* **WHAT YOU WILL DO**
Output all the rows below as a two-column CSV with the headers text and coordinates. Give one line for each text paired with the coordinates that follow it, with each value in a single quoted field and line breaks replaced by spaces, and leave out the pictures.

___ PROVIDED RECORDS ___

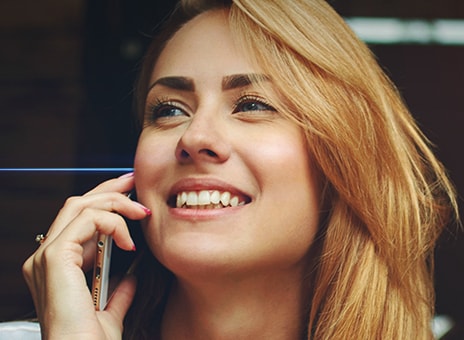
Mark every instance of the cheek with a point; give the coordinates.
(152, 156)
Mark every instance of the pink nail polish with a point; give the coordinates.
(144, 208)
(130, 174)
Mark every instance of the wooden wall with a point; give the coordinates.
(40, 100)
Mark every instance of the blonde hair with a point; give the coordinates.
(387, 196)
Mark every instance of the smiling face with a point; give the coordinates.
(228, 178)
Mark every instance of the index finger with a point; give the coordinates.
(122, 184)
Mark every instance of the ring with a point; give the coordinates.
(40, 238)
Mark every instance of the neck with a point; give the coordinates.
(262, 306)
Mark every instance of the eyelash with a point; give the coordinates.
(251, 98)
(157, 110)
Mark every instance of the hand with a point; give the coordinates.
(54, 273)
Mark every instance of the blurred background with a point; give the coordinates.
(67, 70)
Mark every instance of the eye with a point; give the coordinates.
(252, 103)
(165, 109)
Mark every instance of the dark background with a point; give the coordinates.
(66, 75)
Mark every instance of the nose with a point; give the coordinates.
(204, 140)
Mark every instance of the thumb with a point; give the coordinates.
(122, 298)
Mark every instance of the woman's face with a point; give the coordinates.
(228, 178)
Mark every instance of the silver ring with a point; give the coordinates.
(40, 238)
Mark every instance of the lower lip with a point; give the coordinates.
(204, 214)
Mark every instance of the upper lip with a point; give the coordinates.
(199, 184)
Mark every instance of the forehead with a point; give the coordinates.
(203, 47)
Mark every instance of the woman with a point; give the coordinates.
(287, 192)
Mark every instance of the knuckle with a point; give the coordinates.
(72, 202)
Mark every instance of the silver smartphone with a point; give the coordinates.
(101, 268)
(101, 271)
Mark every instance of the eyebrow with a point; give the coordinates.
(177, 83)
(228, 82)
(242, 80)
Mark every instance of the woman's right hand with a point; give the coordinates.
(55, 272)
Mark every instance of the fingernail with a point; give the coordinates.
(130, 174)
(144, 208)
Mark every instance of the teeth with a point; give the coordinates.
(207, 199)
(225, 198)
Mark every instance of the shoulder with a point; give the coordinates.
(24, 330)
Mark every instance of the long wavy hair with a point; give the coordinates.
(387, 196)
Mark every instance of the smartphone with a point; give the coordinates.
(101, 271)
(101, 268)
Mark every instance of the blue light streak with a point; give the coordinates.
(77, 170)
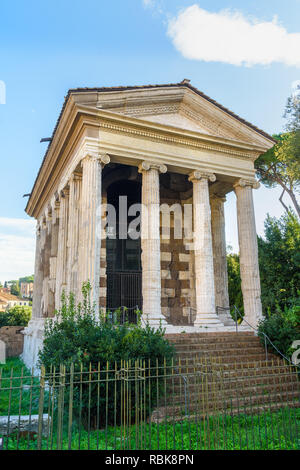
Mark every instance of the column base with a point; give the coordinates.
(157, 321)
(33, 342)
(209, 319)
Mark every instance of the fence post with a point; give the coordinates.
(41, 408)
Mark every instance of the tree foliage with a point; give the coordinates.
(279, 261)
(19, 315)
(281, 164)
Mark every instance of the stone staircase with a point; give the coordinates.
(227, 373)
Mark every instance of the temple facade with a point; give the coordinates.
(130, 197)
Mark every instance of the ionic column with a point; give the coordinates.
(150, 241)
(219, 251)
(46, 254)
(90, 224)
(61, 262)
(248, 250)
(203, 250)
(73, 232)
(53, 254)
(38, 274)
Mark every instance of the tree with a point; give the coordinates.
(279, 261)
(14, 288)
(234, 282)
(281, 164)
(26, 279)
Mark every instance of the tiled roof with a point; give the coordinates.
(4, 296)
(184, 83)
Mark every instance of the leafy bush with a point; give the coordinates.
(95, 346)
(19, 315)
(279, 261)
(282, 327)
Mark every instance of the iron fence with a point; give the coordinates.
(194, 404)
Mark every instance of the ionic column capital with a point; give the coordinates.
(198, 175)
(146, 166)
(48, 213)
(103, 159)
(217, 199)
(64, 193)
(76, 176)
(250, 182)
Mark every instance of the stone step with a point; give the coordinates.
(226, 358)
(246, 388)
(161, 415)
(233, 367)
(194, 382)
(220, 351)
(253, 341)
(236, 402)
(218, 346)
(211, 337)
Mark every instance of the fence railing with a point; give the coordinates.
(196, 404)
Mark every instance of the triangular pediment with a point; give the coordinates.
(178, 106)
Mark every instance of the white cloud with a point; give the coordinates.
(230, 37)
(296, 88)
(148, 3)
(17, 248)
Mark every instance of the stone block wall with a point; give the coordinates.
(176, 273)
(14, 340)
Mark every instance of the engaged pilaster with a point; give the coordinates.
(73, 232)
(90, 223)
(248, 250)
(61, 262)
(203, 250)
(219, 250)
(150, 228)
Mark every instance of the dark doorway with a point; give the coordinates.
(123, 254)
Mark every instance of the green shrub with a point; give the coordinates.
(92, 345)
(19, 315)
(282, 327)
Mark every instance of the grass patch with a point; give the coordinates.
(268, 431)
(19, 391)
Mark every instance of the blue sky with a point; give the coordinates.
(48, 47)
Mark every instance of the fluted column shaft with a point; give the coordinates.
(248, 251)
(90, 224)
(73, 232)
(203, 250)
(150, 226)
(61, 262)
(219, 251)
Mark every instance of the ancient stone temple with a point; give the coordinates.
(174, 153)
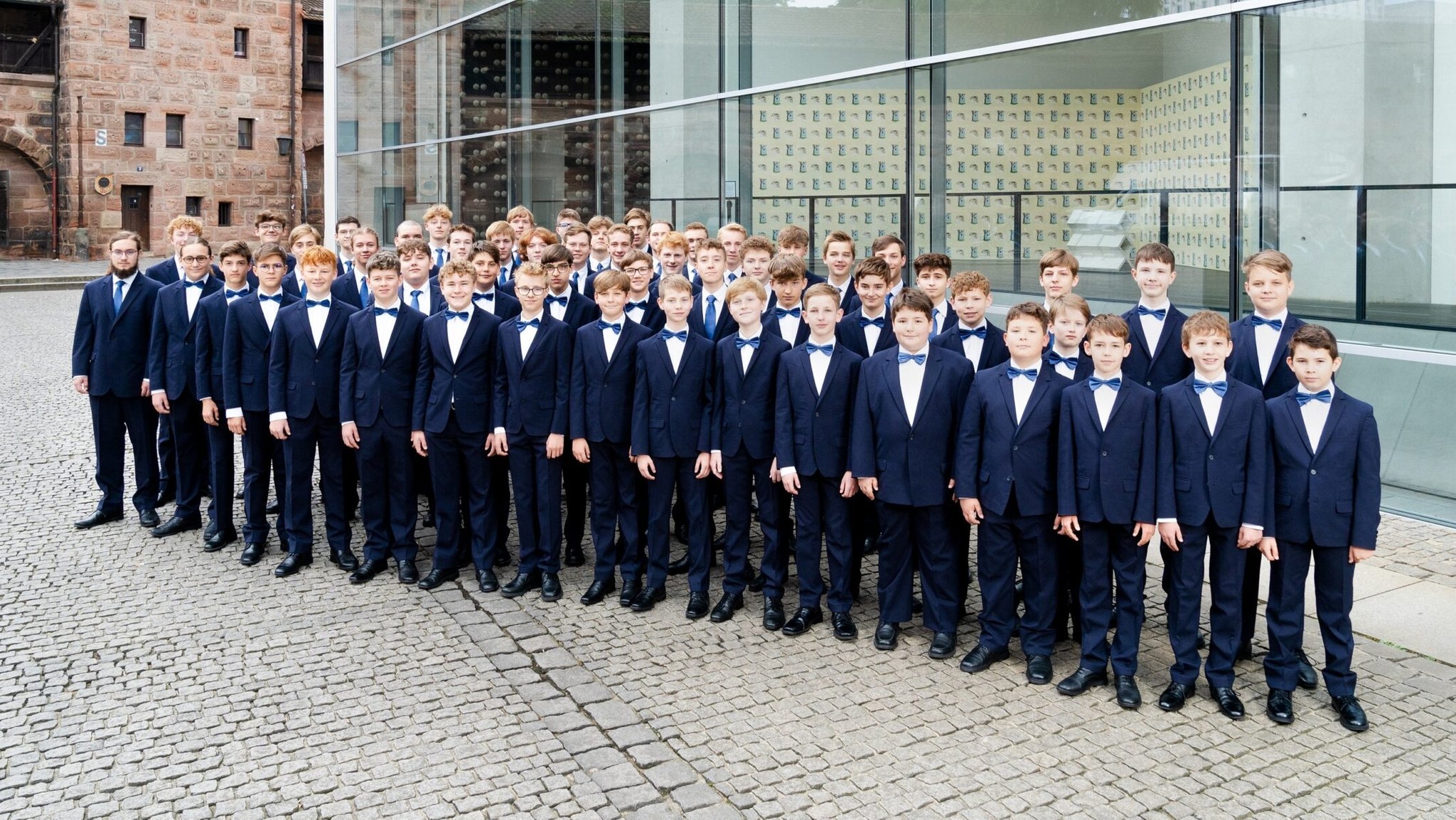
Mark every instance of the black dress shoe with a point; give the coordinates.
(1175, 696)
(1280, 707)
(437, 577)
(1307, 673)
(1351, 715)
(696, 605)
(631, 589)
(982, 657)
(597, 592)
(804, 618)
(943, 646)
(1081, 681)
(522, 585)
(774, 614)
(291, 564)
(1229, 703)
(408, 573)
(366, 571)
(98, 518)
(887, 637)
(648, 597)
(1039, 671)
(551, 586)
(1128, 693)
(727, 605)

___

* **COMPLETED TASK**
text,coordinates
"Mark every instance of the cheek with a point; give the coordinates.","(152, 156)"
"Mark every instance of the pink nail polish with a point; give the coordinates.","(144, 208) (130, 174)"
"Mark every instance of the wooden wall with a point; give the coordinates.","(40, 100)"
"Mark every instance of the blonde hair with a point; give the coordinates.","(387, 196)"
"Mark every instance of the smiling face with a point; give the coordinates.","(228, 178)"
"Mark every instance of the index finger with a point; give the coordinates.","(122, 184)"
"Mark every instance of the ring with a point; give the coordinates.","(40, 238)"
"Mark every instance of the neck with a point; give the coordinates.","(262, 306)"
"Mark every instance of the eyelash with a point; give the coordinates.","(251, 98) (157, 110)"
"Mark every instance of the hand with a point; give the coordinates.","(54, 273)"
"Mark every instance of the blurred background with a point; give the coordinates.","(67, 70)"
"Mark every instance of the eye with a point; give the coordinates.","(252, 103) (165, 109)"
"Mark every instance of the dark background with a point; give the coordinates.","(66, 75)"
"Mark every instance of the nose with a point; give the coordinates.","(204, 140)"
"Mark every instance of the thumb with a point; give the coordinates.","(122, 298)"
"Mark every instance of the woman's face with a point; give the coordinates.","(228, 178)"
"Mark every instance of the silver ring with a point; give the coordinates.","(40, 238)"
"Mark every instance of the lower lip with a point; give the coordinates.","(204, 214)"
"Mark every instance of the upper lip with a point; give the coordinates.","(199, 184)"
"Mark every instance of the forehead with a point; give the coordinates.","(203, 47)"
"Mark every instance of the woman with a point; give the coordinates.","(287, 192)"
"Mark every instance of the knuckle with a point; give the coordinates.","(72, 202)"
"Mark every instance of the silver smartphone with a point; give the coordinates.","(101, 268) (101, 271)"
"Mark every instance of the eyebrow with a point; give the coordinates.","(177, 83) (228, 82) (242, 80)"
"Mark every instance of the woman's right hand with a point; give the coordinates.","(55, 272)"
"Mark every instance of the fingernail with a point; give the coordinates.","(130, 174) (144, 208)"
"Mark every instance of the teeth with a point; give the coordinates.","(207, 199) (225, 198)"
"Mark every instance of the shoulder with a point; give the coordinates.","(24, 330)"
"Mark every instance of the long wavy hair with a point; give the coordinates.","(387, 196)"
"Mark every instance of the smartphone with a point; give the coordinates.","(101, 271) (101, 268)"
"Mark every instance of the blue light streak with a point; give the coordinates.","(77, 170)"
"Mark every instance of the column base with a point; give the coordinates.","(157, 321) (33, 342) (209, 319)"
"Mark every instance of the fence post with a point; give the coordinates.","(41, 408)"
"Mark every instance of the tree foliage with a point; give the coordinates.","(279, 261) (19, 315) (281, 164)"
"Mark every instance of the stone staircase with a point; give the coordinates.","(227, 373)"
"Mark every instance of the temple facade with a point; give the coordinates.","(130, 197)"
"Mark every instance of the ionic column with a point; give the coordinates.","(150, 241) (219, 251) (46, 254) (90, 224) (61, 262) (248, 250) (203, 250) (73, 232) (53, 254) (38, 274)"
"Mark every instance of the tree with a point; give the coordinates.","(279, 261) (14, 288) (234, 282) (281, 164) (26, 279)"
"Mark every instance of the tiled roof with a point; give the coordinates.","(4, 296) (184, 83)"
"Mark every instance of the leafy bush with a point; give the coordinates.","(95, 346) (19, 315) (279, 261) (282, 327)"
"Mark every instance of the iron fence with a point; give the coordinates.","(194, 404)"
"Mark every instance of the ionic column capital with a point; give the coordinates.","(198, 175) (146, 166) (48, 213) (103, 159) (217, 199) (64, 193) (76, 176) (250, 182)"
"Mark every instance of the stone step with a point; give the coordinates.","(226, 358) (246, 388) (161, 415) (233, 367) (194, 382) (220, 351) (253, 341) (236, 402) (218, 346) (211, 337)"
"Mark every instance of the fence railing with a point; give the coordinates.","(196, 404)"
"Mark every instance of the triangular pediment with a point; give the coordinates.","(178, 106)"
"Mark every instance of the white cloud with a point; give the coordinates.","(230, 37) (296, 88) (148, 3) (17, 248)"
"Mark every instance of the stone block wall with a point; give the coordinates.","(176, 273) (14, 340)"
"Mark every instance of the engaged pilaster with a point; give the coordinates.","(73, 232) (90, 223) (248, 250) (61, 262) (203, 250) (219, 250) (150, 228)"
"Mark every instance of the dark doorway with a point; give the coordinates.","(123, 254)"
"Mark every instance of the green shrub with a point; give the coordinates.","(92, 345) (19, 315) (282, 327)"
"Mark every instance of the grass patch with a point; give the coordinates.","(268, 431) (19, 391)"
"Mark every instance of the blue sky with a point; give the coordinates.","(48, 47)"
"Mark every instance of the fluted column shaft with a point; give the coordinates.","(248, 251) (90, 224) (73, 232) (203, 250) (150, 226) (61, 262) (219, 251)"
"Mark every instance of the ancient stone temple with a point; give the coordinates.","(174, 153)"
"Mark every instance of the black dress shoe with a point; give the coordinates.","(1175, 696) (1280, 707) (437, 577) (1307, 673) (1351, 715) (696, 605) (631, 589) (982, 657) (597, 592) (804, 618) (943, 646) (1081, 681) (522, 585) (774, 614) (291, 564) (1229, 703) (408, 573) (366, 571) (98, 518) (887, 637) (648, 597) (1039, 671) (551, 586) (1128, 693) (727, 605)"